» **Task goal**: Report every line below that contains the word "banner", copying each one in full. Letter case counts.

++++++

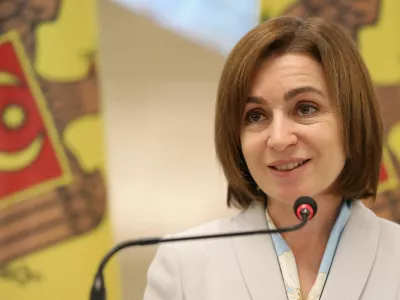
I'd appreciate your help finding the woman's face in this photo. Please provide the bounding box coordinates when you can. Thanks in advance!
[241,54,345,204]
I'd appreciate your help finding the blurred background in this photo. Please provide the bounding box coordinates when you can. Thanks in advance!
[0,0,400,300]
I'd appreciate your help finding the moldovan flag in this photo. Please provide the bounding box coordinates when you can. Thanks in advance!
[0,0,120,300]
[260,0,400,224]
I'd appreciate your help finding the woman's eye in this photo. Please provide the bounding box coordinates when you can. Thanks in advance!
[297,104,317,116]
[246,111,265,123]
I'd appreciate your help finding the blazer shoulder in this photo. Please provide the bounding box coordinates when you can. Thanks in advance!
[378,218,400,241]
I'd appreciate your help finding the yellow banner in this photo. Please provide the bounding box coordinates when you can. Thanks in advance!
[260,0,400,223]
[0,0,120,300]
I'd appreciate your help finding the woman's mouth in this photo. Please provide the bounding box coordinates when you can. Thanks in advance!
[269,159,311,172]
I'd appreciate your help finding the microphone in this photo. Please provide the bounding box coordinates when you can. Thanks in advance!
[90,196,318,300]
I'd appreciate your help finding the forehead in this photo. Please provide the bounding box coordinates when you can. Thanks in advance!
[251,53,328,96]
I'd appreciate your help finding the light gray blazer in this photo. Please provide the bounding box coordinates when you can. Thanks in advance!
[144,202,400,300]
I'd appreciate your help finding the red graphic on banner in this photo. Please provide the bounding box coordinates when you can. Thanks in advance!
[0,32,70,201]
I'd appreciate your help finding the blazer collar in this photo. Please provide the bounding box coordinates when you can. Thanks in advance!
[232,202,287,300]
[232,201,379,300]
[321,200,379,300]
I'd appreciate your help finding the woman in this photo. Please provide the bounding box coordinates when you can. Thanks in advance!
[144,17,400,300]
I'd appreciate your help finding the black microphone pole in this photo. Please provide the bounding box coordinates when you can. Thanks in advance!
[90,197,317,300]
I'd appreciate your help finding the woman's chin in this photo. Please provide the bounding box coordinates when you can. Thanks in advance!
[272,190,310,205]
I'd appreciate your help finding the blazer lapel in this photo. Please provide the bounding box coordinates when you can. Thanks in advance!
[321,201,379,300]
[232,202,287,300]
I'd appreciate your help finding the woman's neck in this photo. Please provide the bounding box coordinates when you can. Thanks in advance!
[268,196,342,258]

++++++

» **Response below**:
I'd appreciate your help finding the yellow banner in this photo. Please provide the bounding box coordinates when you can. Thanks in advance!
I'd appreciate your help finding the red graphic on banner in this photo. Please provide the bounding box coordinates when you can. Thanks in advance!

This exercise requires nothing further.